Collection entries
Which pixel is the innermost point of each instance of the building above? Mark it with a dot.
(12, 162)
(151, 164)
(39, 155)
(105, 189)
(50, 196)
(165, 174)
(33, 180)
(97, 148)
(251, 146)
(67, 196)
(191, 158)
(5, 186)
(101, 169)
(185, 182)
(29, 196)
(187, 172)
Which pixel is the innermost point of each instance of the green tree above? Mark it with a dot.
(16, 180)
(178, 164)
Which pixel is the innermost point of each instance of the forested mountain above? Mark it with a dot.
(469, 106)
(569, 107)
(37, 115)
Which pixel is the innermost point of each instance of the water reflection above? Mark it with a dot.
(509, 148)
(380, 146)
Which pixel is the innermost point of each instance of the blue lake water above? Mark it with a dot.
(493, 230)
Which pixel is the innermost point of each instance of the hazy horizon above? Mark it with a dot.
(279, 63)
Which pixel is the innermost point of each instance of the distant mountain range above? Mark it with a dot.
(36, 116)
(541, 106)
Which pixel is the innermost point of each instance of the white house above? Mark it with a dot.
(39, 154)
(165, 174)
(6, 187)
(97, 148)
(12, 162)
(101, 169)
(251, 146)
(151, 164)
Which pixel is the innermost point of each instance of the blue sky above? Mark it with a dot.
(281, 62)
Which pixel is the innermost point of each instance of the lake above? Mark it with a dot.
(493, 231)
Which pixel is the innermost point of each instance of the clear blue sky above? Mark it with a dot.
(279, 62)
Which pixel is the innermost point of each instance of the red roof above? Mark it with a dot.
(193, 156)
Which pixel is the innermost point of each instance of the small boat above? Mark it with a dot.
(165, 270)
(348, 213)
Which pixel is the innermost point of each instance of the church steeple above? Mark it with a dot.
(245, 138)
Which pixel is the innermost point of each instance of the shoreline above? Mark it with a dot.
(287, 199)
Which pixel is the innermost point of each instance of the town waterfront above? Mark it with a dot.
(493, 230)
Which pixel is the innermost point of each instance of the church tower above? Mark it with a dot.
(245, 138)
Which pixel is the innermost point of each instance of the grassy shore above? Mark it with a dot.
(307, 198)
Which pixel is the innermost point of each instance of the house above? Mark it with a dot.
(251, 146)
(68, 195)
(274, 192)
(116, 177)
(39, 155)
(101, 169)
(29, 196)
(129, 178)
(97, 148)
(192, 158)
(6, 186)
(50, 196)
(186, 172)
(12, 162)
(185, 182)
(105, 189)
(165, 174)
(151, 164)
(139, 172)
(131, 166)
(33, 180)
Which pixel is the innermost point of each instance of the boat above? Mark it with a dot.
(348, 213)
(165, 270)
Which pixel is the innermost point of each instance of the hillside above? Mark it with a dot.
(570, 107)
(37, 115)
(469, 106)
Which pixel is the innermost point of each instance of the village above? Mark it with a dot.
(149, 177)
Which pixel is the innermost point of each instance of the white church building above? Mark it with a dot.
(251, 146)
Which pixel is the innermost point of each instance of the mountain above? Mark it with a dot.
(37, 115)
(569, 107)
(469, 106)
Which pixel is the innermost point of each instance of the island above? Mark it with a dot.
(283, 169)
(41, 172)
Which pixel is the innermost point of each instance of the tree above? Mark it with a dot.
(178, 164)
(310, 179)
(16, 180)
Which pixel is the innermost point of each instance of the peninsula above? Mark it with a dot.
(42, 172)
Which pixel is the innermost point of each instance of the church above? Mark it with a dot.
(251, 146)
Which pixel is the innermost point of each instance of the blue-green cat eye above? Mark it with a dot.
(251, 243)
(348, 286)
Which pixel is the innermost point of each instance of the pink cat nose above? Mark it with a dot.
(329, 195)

_Problem details_
Please quote every record above exactly as it appears.

_Answer to this exercise_
Which pixel is the innermost point of each instance of the building above? Mark it with a dot.
(12, 162)
(151, 164)
(39, 155)
(105, 189)
(50, 196)
(165, 174)
(33, 180)
(97, 148)
(251, 146)
(67, 196)
(191, 158)
(5, 186)
(101, 169)
(185, 182)
(29, 196)
(187, 172)
Which pixel is the innermost point of each instance of the green tree above? Mark it with a dot.
(16, 180)
(178, 164)
Which pixel is the innermost point of each instance of the forested mountain above? Mark it with a dot.
(469, 106)
(569, 107)
(37, 115)
Which pixel is the innermost point of each instance of the water reflection above? Mark it with a dot.
(509, 148)
(380, 146)
Which pixel is the innermost point of each instance of the blue lake water above? Mark it with a dot.
(493, 230)
Which pixel is the innermost point of each instance of the hazy horizon above? Mark it with a dot.
(279, 63)
Which pixel is the innermost point of each instance of the distant mountain range above? Mark it with a dot.
(36, 116)
(541, 106)
Which pixel is the innermost point of each instance of the white house above? Mark it with a dot.
(39, 154)
(165, 174)
(6, 187)
(97, 148)
(12, 162)
(101, 169)
(251, 146)
(151, 164)
Which pixel is the innermost point of each instance of the blue sky above? Mark it with a dot.
(281, 62)
Which pixel is the innermost point of each instance of the lake above? Mark it with a dot.
(493, 231)
Which pixel is the innermost point of each instance of the clear blue sky above? Mark it with a dot.
(279, 62)
Which pixel is the innermost point of each instance of the red roof above? Mark it with a dot.
(193, 156)
Which pixel is the innermost point of each instance of the small boat above? Mark it with a dot.
(165, 270)
(348, 213)
Which pixel is the innermost point of each instance of the church steeple above? Mark it with a dot.
(245, 138)
Which pixel is the innermost point of each instance of the shoreline above? Mark it with a dot.
(287, 199)
Which pixel is the innermost point of each instance of the town waterfront above? Mark it with a dot.
(493, 230)
Which pixel is the innermost point of each instance of the church tower above? Mark it with a dot.
(245, 138)
Which pixel is the innermost point of each instance of the grassy shore above? Mark it with a dot.
(307, 198)
Which pixel is the innermost point of each instance of the house above? Mark it with a dot.
(251, 146)
(68, 195)
(274, 192)
(116, 177)
(39, 155)
(101, 169)
(29, 196)
(129, 178)
(97, 148)
(192, 158)
(6, 186)
(50, 196)
(186, 172)
(12, 162)
(185, 182)
(105, 189)
(165, 174)
(151, 164)
(139, 172)
(131, 166)
(33, 180)
Which pixel is the innermost point of each instance of the boat above? Mark it with a dot.
(348, 213)
(165, 270)
Which pixel is the innermost point of each instance of the hillside above? Mark it with a dot.
(570, 107)
(37, 115)
(469, 106)
Which pixel is the innermost point of each instance of the village above? Mark it with a dot.
(149, 177)
Which pixel is the innermost point of each instance of the white church building above? Mark it with a dot.
(251, 146)
Which pixel is the innermost point of each instance of the mountain above? Mark it with a dot.
(37, 115)
(569, 107)
(469, 106)
Which pixel is the innermost point of each instance of the island above? Mark it with a dot.
(283, 169)
(41, 172)
Which pixel is the innermost point of each instance of the tree above? Mark it with a dot.
(178, 164)
(310, 179)
(16, 180)
Which pixel is the innermost point of each instance of the peninsula above? Mark it with a dot.
(42, 172)
Which pixel is the innermost point of each instance of the church above? Mark it with a dot.
(251, 146)
Which pixel is the innermost point of each instance of the blue-green cat eye above? Mark it with a dot.
(251, 243)
(348, 286)
Which pixel is the innermost point of each instance of the pink cat nose above? Mark it with a dot.
(329, 195)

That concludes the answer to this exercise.